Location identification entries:
'''

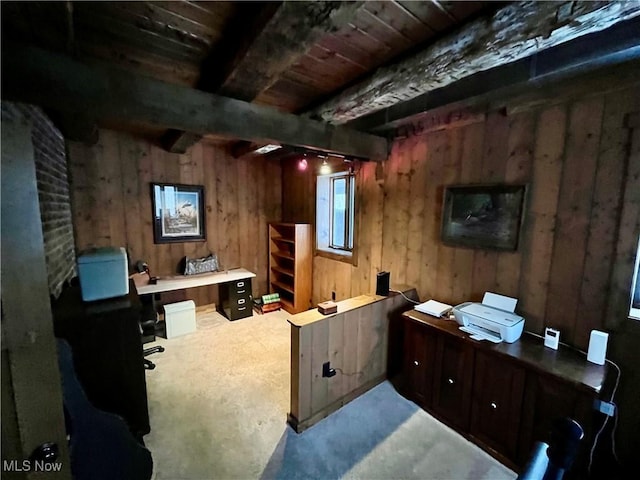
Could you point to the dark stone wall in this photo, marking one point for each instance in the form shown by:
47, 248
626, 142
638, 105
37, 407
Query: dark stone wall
53, 192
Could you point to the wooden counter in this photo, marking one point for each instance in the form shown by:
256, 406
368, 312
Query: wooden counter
565, 363
503, 397
354, 340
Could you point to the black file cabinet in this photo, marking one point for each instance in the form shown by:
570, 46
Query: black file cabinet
236, 299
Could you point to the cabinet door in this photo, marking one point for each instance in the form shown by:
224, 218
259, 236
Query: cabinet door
452, 382
498, 388
546, 400
417, 363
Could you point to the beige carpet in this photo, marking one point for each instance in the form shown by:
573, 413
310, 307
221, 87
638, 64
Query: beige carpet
218, 400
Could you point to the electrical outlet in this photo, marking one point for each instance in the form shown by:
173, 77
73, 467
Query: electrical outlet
607, 408
327, 371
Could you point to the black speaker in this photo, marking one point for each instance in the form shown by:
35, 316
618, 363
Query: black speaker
382, 284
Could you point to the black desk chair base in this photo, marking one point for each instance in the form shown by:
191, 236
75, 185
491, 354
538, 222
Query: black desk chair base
148, 364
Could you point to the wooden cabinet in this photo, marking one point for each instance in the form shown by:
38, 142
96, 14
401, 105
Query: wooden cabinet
290, 264
547, 398
504, 397
452, 381
496, 403
417, 364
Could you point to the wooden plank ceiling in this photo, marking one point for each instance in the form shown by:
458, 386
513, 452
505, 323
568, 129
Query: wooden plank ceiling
297, 57
182, 41
171, 40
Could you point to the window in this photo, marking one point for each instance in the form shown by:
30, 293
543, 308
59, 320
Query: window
335, 214
634, 309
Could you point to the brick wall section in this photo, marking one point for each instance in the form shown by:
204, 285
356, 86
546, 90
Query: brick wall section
53, 193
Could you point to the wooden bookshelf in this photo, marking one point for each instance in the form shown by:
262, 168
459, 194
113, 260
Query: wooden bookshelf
290, 264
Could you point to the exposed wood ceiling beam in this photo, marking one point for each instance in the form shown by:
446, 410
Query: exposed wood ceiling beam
249, 20
56, 81
282, 40
514, 32
616, 45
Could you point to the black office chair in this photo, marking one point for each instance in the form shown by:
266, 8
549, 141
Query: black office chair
149, 327
551, 461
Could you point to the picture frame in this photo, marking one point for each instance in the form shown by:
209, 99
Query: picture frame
483, 216
178, 213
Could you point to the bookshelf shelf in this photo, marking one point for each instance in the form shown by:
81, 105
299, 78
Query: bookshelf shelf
283, 286
284, 271
290, 264
281, 254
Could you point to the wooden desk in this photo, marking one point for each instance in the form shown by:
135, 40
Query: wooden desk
180, 282
235, 300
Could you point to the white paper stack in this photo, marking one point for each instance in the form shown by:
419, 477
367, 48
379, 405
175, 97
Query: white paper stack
433, 307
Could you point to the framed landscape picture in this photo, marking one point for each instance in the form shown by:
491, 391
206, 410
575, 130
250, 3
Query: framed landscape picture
178, 212
483, 216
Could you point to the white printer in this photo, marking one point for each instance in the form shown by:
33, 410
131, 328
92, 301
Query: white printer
492, 320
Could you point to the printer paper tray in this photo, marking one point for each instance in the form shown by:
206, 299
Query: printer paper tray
480, 334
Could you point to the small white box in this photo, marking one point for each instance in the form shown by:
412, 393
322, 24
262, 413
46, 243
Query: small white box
598, 347
551, 338
180, 318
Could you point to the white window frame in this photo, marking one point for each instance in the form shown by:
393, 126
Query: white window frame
634, 312
325, 212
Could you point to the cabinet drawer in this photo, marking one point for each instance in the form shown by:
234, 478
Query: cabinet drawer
240, 289
498, 389
418, 356
452, 382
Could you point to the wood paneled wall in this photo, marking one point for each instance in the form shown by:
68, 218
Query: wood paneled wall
573, 155
111, 200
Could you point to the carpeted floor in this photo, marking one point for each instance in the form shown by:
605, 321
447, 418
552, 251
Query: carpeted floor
218, 400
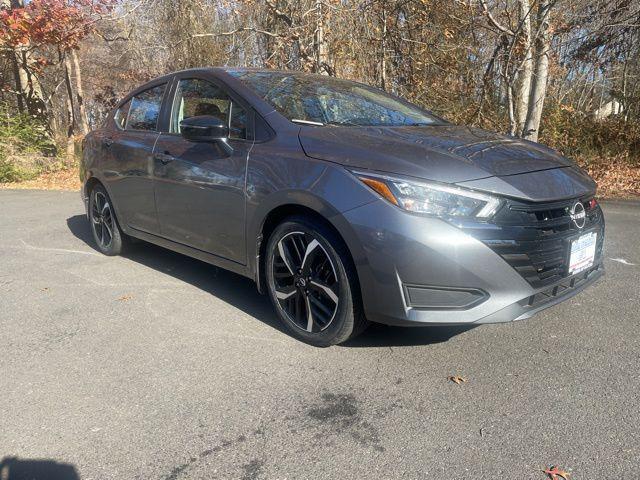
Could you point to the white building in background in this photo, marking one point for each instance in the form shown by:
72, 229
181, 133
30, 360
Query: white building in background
609, 109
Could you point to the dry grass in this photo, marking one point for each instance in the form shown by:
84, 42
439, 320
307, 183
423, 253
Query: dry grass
65, 179
616, 179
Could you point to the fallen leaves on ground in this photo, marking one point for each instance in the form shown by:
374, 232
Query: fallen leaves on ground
555, 473
457, 379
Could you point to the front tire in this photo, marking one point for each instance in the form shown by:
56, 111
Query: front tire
312, 283
104, 224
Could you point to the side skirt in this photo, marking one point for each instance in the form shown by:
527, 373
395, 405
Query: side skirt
191, 252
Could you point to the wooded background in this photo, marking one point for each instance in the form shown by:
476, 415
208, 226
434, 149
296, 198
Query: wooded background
563, 72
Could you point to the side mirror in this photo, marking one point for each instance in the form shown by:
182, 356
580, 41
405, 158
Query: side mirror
204, 128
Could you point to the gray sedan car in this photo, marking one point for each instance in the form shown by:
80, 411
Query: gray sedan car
344, 203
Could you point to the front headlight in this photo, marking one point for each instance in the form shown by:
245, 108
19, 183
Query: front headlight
432, 198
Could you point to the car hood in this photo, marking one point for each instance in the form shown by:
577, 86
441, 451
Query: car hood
444, 153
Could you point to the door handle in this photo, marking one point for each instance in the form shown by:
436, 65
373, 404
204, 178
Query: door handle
164, 158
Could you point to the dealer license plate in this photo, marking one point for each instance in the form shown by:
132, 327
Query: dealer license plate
583, 253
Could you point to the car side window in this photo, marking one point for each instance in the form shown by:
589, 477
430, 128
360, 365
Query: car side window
196, 97
145, 109
121, 115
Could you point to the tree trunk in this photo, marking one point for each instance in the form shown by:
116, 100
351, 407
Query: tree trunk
322, 54
29, 91
383, 50
541, 73
525, 75
71, 117
83, 124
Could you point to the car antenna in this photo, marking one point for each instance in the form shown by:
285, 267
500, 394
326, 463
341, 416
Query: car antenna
307, 122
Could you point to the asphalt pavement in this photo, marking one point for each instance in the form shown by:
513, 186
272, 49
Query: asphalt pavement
157, 366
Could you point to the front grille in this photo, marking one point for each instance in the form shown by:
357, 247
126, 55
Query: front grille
534, 238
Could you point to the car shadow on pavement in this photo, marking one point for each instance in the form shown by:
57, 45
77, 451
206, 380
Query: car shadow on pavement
241, 292
13, 468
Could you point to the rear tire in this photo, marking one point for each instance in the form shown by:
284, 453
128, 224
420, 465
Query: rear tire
312, 283
104, 224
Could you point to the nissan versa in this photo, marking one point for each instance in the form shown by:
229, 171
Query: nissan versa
344, 203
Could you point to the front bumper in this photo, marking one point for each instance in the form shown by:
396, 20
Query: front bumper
453, 277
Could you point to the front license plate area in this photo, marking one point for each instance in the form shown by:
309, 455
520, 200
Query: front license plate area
582, 252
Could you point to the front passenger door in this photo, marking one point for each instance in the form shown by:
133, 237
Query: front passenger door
200, 186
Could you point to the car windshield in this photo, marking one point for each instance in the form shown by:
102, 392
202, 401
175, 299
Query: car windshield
313, 98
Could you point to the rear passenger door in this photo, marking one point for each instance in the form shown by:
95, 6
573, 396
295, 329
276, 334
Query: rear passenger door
130, 170
200, 186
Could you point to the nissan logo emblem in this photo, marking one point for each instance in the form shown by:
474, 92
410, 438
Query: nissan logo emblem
578, 215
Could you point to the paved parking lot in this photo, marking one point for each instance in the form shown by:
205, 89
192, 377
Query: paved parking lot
156, 366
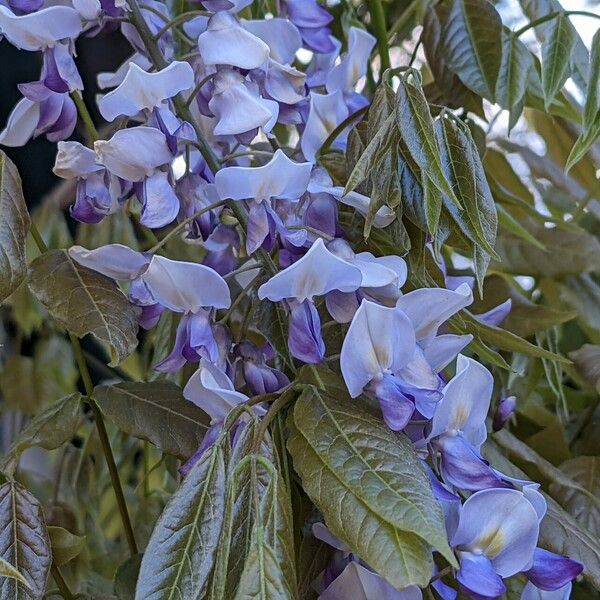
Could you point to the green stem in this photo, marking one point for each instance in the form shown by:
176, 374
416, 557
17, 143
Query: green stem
550, 16
137, 19
183, 223
61, 584
85, 116
105, 443
380, 27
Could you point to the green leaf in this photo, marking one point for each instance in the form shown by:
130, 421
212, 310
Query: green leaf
373, 154
559, 532
505, 340
556, 54
14, 227
473, 45
369, 485
591, 111
584, 470
269, 569
181, 551
416, 129
156, 412
7, 570
49, 429
84, 302
470, 183
568, 252
65, 545
517, 63
24, 543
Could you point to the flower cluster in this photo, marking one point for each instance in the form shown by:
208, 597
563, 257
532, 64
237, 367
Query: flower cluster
276, 229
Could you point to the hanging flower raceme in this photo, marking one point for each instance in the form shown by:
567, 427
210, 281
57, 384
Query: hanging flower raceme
396, 354
316, 274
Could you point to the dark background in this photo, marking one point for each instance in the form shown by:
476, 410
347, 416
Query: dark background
35, 160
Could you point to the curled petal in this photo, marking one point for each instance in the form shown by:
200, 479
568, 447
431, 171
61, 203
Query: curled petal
305, 340
551, 571
478, 576
22, 123
428, 308
280, 178
356, 582
185, 287
75, 160
211, 390
502, 524
345, 75
41, 29
113, 260
379, 340
226, 42
465, 402
281, 36
316, 273
134, 153
326, 112
141, 90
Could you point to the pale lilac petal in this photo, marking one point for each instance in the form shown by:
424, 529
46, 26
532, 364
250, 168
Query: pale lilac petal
316, 273
502, 524
141, 90
107, 80
134, 153
345, 75
22, 123
41, 29
160, 205
305, 340
444, 348
280, 178
465, 402
75, 160
184, 286
551, 571
326, 112
211, 390
113, 260
478, 576
530, 592
226, 42
359, 583
379, 339
281, 36
237, 107
428, 308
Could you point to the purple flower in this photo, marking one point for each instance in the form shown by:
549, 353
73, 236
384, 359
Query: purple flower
496, 537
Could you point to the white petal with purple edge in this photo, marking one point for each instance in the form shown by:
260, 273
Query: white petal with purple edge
134, 153
41, 29
113, 260
185, 287
465, 402
345, 75
502, 524
316, 273
428, 308
281, 35
141, 90
280, 178
211, 390
380, 340
226, 42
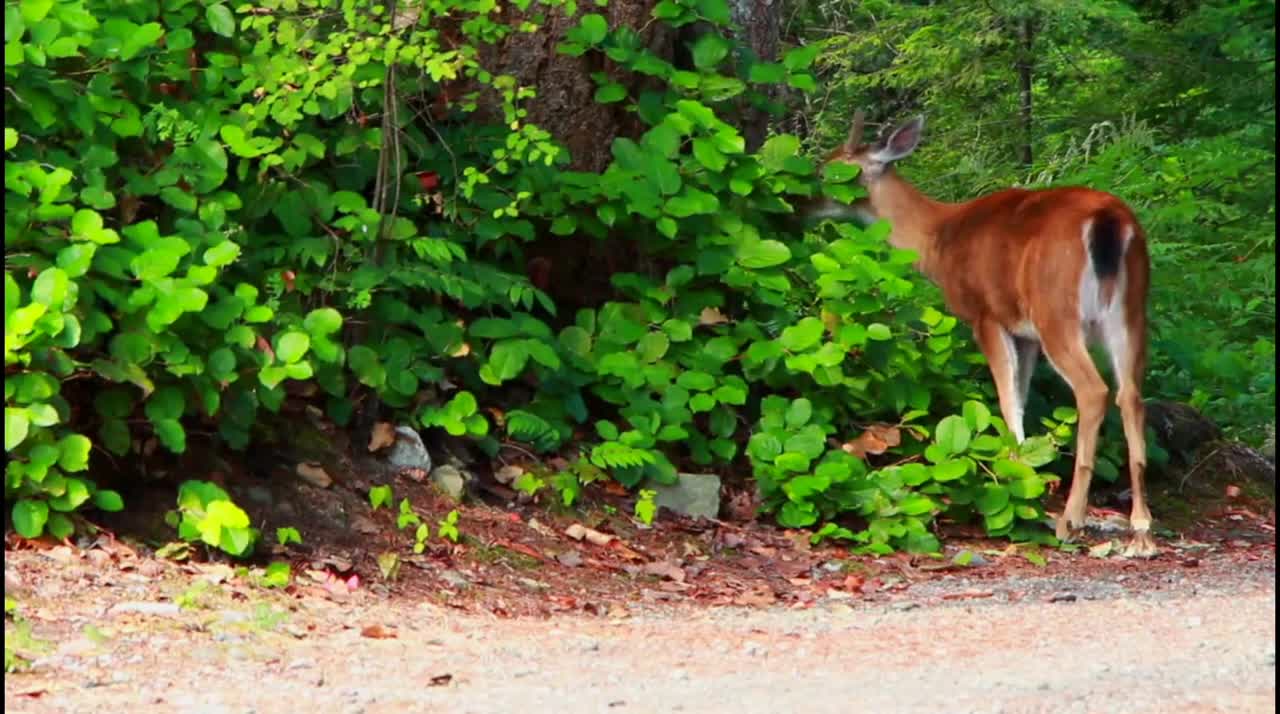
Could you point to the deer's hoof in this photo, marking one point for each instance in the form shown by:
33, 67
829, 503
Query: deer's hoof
1142, 545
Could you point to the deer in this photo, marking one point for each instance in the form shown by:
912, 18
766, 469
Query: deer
1031, 271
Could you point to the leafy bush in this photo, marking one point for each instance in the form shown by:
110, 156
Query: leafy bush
201, 223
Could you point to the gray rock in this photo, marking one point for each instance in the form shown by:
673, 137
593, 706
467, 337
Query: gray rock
693, 494
160, 609
451, 480
408, 451
455, 580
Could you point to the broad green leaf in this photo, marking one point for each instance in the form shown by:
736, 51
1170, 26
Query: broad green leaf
220, 19
73, 452
507, 360
292, 346
977, 416
992, 499
801, 335
17, 424
50, 288
30, 517
952, 434
763, 253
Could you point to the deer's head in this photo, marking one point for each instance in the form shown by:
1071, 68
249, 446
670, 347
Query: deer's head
876, 160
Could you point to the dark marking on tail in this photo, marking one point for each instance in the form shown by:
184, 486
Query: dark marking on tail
1106, 245
1106, 250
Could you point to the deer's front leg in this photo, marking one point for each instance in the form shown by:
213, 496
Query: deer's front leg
1001, 352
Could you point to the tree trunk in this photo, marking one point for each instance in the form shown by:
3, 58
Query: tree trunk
759, 22
565, 105
1027, 37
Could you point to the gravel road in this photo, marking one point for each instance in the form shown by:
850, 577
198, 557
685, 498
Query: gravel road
1016, 645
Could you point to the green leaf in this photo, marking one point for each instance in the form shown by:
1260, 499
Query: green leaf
917, 506
292, 346
709, 50
1037, 451
593, 28
222, 253
170, 434
709, 156
652, 347
801, 335
60, 526
798, 515
799, 412
977, 416
50, 288
992, 499
763, 253
220, 19
880, 332
777, 150
17, 424
952, 434
696, 381
76, 259
1027, 488
142, 37
74, 494
33, 12
73, 452
801, 58
950, 470
507, 360
108, 500
323, 321
30, 517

'''

WORK TO COMPLETE
Give again, word for word, every line from the one holding "Could you point to the gray rock" to the end of the data.

RESULT BELOW
Could you point to the gray rock in this photo, marking one point for each instance in the form shown by:
673, 137
593, 706
467, 337
Query: gray rock
693, 494
160, 609
451, 480
408, 451
455, 580
Could you point to the broad green leaf in this photo, marking one point for each instance in the form shown by:
736, 51
1170, 26
Query: broad green leaf
220, 19
73, 452
507, 360
292, 346
977, 416
992, 499
801, 335
17, 424
50, 288
30, 517
952, 434
763, 253
Could you point to the deer's head in this photo, marking one point for each instance in the form shown by:
1071, 68
249, 446
670, 347
Query: deer's head
876, 160
Could you point to the dark marking on tail in this photo, marking one point for each instance in the form shown by:
184, 486
Query: dark marking on tail
1106, 245
1106, 250
Could you point to the deer's front leg in this photo, marking one point for each instance in the form shown by:
213, 496
Query: deer's front leg
1001, 352
Could you point to the tree trunk in this photo, marking one point for each instance in the form shown by:
3, 58
Query: tree trunk
759, 22
565, 105
1027, 37
Could you point to the gravel road in this photo, marking one point for each instance in the form shown by:
850, 577
198, 557
685, 498
Query: gravel road
1016, 645
Could you point to the green leaf in this photo, marking one point for each instance in the form shown by:
1260, 499
Query: green leaf
917, 506
292, 346
709, 50
1037, 451
593, 28
222, 253
170, 434
709, 156
652, 347
801, 335
60, 526
798, 515
799, 412
977, 416
50, 288
992, 499
763, 253
220, 19
880, 332
777, 150
17, 424
952, 434
696, 381
76, 259
1027, 488
142, 37
74, 494
33, 12
73, 452
801, 58
950, 470
507, 360
108, 500
323, 321
30, 517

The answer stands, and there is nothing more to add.